◆ Task prompt: The response must contain each line of the material that holds "aircraft".

◆ Information:
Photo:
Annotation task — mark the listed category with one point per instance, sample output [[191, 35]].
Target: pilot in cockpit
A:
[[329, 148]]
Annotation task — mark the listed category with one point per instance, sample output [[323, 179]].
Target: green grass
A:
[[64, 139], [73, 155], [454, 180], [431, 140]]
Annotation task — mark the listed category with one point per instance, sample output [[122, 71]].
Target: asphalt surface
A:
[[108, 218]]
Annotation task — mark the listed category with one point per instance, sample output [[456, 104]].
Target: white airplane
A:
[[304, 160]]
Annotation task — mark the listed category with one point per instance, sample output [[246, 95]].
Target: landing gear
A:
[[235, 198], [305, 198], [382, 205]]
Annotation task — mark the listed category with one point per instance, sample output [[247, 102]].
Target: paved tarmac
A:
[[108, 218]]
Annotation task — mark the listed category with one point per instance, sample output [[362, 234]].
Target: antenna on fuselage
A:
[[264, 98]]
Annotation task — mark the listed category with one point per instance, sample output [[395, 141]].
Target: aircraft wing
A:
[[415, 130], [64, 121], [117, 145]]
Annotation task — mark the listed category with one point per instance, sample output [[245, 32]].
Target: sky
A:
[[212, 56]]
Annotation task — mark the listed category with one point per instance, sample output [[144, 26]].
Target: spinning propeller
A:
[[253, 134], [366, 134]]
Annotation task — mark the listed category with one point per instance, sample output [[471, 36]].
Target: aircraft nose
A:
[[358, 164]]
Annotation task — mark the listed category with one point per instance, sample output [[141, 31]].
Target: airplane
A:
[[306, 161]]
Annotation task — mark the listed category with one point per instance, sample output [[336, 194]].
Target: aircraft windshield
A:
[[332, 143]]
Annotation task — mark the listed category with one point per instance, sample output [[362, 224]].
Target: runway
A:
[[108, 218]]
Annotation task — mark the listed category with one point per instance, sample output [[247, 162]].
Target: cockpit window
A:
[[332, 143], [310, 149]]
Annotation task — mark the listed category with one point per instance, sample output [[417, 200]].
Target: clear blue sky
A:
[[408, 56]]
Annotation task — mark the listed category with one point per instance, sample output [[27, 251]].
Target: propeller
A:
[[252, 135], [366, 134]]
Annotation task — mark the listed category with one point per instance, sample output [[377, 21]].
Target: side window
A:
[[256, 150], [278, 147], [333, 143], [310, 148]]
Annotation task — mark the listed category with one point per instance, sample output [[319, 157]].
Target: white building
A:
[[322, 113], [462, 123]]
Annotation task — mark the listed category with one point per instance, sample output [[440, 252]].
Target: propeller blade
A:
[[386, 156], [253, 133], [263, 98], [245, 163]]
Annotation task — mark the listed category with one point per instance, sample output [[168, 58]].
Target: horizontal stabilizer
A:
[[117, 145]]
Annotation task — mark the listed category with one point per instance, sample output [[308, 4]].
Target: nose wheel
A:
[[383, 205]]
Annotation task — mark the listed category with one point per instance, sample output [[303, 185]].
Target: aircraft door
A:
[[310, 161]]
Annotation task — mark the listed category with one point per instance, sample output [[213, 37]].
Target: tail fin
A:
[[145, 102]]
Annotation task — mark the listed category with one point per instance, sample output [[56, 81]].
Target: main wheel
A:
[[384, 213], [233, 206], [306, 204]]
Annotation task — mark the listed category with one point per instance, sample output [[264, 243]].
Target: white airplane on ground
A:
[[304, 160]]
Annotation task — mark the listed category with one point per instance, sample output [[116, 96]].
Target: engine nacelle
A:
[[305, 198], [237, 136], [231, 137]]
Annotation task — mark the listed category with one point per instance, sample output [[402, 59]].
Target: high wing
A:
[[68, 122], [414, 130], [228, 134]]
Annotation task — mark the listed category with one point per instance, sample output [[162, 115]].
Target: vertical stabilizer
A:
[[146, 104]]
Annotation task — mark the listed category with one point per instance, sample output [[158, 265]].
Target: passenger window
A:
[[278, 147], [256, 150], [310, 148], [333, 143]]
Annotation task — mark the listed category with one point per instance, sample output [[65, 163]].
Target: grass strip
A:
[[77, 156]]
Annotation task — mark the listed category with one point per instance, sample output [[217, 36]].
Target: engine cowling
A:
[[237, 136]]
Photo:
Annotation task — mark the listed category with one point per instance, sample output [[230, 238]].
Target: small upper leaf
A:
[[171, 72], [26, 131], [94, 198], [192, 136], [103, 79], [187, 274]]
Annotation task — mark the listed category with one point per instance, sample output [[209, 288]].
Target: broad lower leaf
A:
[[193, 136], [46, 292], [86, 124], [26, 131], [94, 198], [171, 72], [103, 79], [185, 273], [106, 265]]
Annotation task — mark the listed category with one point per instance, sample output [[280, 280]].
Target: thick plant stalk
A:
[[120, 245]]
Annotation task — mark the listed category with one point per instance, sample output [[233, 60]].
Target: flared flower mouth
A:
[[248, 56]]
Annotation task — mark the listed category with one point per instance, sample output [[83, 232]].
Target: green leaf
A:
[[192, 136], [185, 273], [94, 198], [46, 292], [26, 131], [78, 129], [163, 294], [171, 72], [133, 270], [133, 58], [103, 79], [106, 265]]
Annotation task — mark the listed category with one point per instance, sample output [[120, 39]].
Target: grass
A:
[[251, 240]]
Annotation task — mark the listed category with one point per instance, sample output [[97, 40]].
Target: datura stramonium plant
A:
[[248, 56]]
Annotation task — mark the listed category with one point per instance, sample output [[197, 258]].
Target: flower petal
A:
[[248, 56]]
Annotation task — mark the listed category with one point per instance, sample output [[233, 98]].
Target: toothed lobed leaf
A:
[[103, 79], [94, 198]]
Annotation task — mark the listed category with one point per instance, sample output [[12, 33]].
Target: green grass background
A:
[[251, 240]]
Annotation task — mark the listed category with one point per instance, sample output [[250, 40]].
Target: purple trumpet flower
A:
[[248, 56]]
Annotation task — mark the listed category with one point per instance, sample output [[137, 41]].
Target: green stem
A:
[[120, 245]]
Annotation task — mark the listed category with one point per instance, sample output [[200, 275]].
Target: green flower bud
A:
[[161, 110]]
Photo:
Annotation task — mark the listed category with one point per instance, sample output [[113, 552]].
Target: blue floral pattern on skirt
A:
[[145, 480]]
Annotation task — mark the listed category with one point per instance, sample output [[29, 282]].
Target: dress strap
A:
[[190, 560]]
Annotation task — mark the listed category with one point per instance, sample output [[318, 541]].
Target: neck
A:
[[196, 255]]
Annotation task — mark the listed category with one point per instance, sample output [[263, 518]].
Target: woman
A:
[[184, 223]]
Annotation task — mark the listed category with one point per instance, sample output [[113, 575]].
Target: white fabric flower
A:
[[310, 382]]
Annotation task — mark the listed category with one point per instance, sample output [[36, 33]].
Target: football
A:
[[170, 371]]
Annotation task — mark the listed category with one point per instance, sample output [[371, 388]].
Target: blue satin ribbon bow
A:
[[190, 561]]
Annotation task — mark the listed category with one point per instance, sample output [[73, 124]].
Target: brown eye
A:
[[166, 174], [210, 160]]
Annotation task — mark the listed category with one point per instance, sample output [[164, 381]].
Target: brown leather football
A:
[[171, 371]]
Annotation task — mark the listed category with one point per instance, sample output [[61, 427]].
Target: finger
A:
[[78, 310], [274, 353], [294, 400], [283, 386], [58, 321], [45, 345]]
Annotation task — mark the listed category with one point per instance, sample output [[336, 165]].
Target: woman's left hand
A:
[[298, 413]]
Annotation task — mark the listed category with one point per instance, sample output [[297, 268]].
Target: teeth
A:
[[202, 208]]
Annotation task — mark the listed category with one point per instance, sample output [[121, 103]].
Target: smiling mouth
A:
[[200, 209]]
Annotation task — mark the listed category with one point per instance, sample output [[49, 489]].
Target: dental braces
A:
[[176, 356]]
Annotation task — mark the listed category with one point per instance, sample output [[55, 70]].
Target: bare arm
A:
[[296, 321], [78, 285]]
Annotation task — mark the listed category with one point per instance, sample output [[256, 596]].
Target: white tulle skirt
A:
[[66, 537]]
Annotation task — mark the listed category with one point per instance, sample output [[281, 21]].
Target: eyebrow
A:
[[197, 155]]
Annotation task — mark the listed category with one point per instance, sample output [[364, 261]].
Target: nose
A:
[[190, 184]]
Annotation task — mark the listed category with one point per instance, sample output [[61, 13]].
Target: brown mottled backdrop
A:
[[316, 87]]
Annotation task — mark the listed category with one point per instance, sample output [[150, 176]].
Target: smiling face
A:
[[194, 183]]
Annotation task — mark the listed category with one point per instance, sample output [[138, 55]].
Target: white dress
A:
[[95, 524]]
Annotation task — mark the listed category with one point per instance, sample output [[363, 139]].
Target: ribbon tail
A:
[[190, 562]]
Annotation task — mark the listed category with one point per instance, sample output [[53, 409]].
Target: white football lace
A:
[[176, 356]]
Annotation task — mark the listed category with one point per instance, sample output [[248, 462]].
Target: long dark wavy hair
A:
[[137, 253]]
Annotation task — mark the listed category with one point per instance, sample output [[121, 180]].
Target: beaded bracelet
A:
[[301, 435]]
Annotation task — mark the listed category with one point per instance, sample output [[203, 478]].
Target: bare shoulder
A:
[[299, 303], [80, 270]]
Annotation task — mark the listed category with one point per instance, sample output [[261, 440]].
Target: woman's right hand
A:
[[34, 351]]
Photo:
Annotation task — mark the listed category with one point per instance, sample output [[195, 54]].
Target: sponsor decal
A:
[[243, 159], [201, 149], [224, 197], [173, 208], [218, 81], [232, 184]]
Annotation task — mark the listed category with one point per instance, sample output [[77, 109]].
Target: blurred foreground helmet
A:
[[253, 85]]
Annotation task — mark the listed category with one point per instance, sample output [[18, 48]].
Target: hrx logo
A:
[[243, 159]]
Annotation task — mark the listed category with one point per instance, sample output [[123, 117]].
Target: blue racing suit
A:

◆ Problem solution:
Target: aircraft wing
Target: aircraft nose
Target: aircraft windshield
Target: aircraft door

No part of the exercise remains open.